■ WORK INSTRUCTION ■
Pick out all lines with the word "tree" from the records that follow.
DATASET RECORDS Start Marker
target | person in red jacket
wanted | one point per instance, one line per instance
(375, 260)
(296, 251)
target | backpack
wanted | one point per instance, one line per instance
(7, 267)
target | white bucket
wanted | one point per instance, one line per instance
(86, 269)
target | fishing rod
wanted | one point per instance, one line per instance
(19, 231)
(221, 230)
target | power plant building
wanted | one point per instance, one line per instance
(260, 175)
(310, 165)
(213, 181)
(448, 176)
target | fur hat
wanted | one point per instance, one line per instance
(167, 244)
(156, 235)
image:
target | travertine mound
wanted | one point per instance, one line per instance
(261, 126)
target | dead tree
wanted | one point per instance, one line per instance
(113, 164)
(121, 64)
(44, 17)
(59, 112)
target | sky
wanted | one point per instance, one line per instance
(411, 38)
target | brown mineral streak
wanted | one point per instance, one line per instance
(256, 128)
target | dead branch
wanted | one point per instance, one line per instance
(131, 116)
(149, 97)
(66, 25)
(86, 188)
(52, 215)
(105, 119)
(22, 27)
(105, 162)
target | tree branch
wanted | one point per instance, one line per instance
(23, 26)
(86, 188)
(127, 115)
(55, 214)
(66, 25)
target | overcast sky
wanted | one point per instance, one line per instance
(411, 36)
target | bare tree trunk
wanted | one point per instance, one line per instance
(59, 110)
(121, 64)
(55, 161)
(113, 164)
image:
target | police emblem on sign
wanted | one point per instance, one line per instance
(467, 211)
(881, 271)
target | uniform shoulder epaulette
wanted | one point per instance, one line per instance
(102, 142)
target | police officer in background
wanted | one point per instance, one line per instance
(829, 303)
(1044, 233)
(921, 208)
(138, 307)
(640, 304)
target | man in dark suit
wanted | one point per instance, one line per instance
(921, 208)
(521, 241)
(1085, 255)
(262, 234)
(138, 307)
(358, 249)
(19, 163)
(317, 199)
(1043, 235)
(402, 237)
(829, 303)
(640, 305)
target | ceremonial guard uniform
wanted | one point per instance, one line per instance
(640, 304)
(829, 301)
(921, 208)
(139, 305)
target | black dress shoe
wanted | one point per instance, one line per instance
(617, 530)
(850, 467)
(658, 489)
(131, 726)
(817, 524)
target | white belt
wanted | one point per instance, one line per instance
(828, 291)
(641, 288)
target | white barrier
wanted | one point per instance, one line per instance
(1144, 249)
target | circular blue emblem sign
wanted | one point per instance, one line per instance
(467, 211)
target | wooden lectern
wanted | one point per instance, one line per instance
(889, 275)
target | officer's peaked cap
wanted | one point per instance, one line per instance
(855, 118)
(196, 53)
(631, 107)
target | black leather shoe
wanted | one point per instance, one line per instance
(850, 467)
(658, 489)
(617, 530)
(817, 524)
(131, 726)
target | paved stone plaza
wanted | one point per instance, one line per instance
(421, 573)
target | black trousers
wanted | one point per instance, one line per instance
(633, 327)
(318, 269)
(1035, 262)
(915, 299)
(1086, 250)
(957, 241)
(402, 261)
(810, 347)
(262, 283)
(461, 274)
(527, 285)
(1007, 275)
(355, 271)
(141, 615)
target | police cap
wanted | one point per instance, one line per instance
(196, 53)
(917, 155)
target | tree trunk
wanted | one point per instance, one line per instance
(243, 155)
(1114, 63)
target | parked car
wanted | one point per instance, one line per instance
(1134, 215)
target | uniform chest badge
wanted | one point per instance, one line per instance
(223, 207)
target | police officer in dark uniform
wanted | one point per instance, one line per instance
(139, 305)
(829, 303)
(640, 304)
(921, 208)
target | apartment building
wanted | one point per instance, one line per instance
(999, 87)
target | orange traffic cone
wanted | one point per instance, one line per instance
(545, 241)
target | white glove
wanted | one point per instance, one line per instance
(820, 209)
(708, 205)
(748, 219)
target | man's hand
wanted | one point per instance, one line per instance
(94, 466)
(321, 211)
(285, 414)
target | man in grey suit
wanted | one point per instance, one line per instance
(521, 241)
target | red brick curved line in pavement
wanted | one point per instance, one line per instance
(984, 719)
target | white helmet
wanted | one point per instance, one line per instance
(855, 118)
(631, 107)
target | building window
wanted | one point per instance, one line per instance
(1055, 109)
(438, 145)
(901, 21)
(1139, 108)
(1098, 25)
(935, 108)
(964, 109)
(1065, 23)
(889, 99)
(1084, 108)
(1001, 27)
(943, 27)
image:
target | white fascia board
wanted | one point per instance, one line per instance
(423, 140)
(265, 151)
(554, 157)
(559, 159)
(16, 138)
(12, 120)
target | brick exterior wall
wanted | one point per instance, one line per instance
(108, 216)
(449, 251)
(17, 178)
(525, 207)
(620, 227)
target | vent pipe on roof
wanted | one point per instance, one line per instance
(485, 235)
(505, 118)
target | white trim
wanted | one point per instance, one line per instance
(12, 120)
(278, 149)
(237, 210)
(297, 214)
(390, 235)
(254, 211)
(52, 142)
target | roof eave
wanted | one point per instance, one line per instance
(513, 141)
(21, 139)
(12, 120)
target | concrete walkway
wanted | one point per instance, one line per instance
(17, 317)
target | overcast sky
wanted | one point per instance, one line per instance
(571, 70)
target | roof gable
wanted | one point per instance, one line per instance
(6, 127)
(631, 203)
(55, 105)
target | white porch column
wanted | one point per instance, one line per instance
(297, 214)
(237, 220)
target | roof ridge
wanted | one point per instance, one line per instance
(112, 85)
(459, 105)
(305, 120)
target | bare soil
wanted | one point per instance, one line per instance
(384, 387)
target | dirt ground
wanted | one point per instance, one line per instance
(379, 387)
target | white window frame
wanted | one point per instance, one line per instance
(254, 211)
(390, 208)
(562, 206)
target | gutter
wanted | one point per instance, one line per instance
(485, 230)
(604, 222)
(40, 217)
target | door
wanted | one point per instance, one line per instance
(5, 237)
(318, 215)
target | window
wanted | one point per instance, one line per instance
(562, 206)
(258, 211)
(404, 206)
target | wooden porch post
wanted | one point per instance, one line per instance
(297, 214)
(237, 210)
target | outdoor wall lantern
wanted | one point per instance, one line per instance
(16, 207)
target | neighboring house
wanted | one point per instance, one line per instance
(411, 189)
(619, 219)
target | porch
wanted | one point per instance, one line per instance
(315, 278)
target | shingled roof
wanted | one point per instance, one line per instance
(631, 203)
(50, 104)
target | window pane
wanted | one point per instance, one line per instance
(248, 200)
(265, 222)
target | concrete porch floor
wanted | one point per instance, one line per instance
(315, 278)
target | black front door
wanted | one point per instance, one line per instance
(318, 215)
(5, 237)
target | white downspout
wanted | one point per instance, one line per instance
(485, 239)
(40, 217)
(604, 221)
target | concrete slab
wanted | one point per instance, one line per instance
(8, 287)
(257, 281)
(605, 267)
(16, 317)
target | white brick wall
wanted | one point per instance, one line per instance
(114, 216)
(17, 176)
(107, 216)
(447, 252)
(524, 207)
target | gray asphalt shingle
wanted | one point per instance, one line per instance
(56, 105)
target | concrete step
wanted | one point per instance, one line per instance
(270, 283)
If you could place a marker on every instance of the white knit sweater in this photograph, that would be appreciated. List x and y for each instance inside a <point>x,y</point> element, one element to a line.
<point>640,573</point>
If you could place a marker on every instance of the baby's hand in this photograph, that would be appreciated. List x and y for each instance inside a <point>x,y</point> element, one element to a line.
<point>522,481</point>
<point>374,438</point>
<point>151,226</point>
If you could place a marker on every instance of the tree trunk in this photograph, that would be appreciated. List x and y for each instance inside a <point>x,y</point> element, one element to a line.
DATASET RECORDS End Marker
■ EXERCISE RESULT ■
target | dead tree
target | tree branch
target | bare tree trunk
target | tree trunk
If you could place a marker on every instance of the tree trunk in this photograph, that would be appreciated. List x and y for each instance inside a <point>x,y</point> element, one element to a line.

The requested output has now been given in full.